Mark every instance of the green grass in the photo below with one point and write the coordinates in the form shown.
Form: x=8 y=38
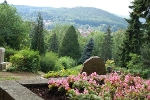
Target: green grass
x=64 y=73
x=8 y=78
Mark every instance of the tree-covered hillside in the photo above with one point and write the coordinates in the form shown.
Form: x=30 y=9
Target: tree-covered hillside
x=81 y=17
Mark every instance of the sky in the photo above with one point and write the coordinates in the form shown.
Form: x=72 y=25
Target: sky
x=118 y=7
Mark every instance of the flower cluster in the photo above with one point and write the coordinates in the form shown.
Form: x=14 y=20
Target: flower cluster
x=113 y=86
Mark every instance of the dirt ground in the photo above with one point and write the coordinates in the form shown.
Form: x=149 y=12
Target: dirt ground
x=20 y=75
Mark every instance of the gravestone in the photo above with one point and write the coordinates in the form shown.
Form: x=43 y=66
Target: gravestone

☆ ☆ ☆ ☆ ☆

上のすべての行を、一字一句変えずにもう一度書き出してください。画像は回答から除いてください。

Mark every instance of the green grass in the photo below with one point and write the coordinates in the form shown.
Form: x=8 y=38
Target: green grass
x=64 y=73
x=8 y=78
Mark every instance of the tree-covered hillside in the photo above with one point and write the coordinates in the form shown.
Form: x=30 y=9
Target: tree-covered hillside
x=81 y=17
Mark every instance of the sky in the photo above with one point and write the coordinates in the form shown.
Form: x=72 y=25
Target: sky
x=118 y=7
Mark every instance of the flower cluster in the photo above with one point and write the coordinates in the form shown.
Form: x=14 y=20
Target: flower cluster
x=113 y=86
Mark every instance of the dirt ground in the photo above with one point and write the coordinates in the form shown.
Form: x=149 y=12
Target: dirt ground
x=20 y=75
Mark every instance of the gravestone in the photo above with one point and write the coordinates in the form shown.
Form: x=43 y=66
Target: gravestone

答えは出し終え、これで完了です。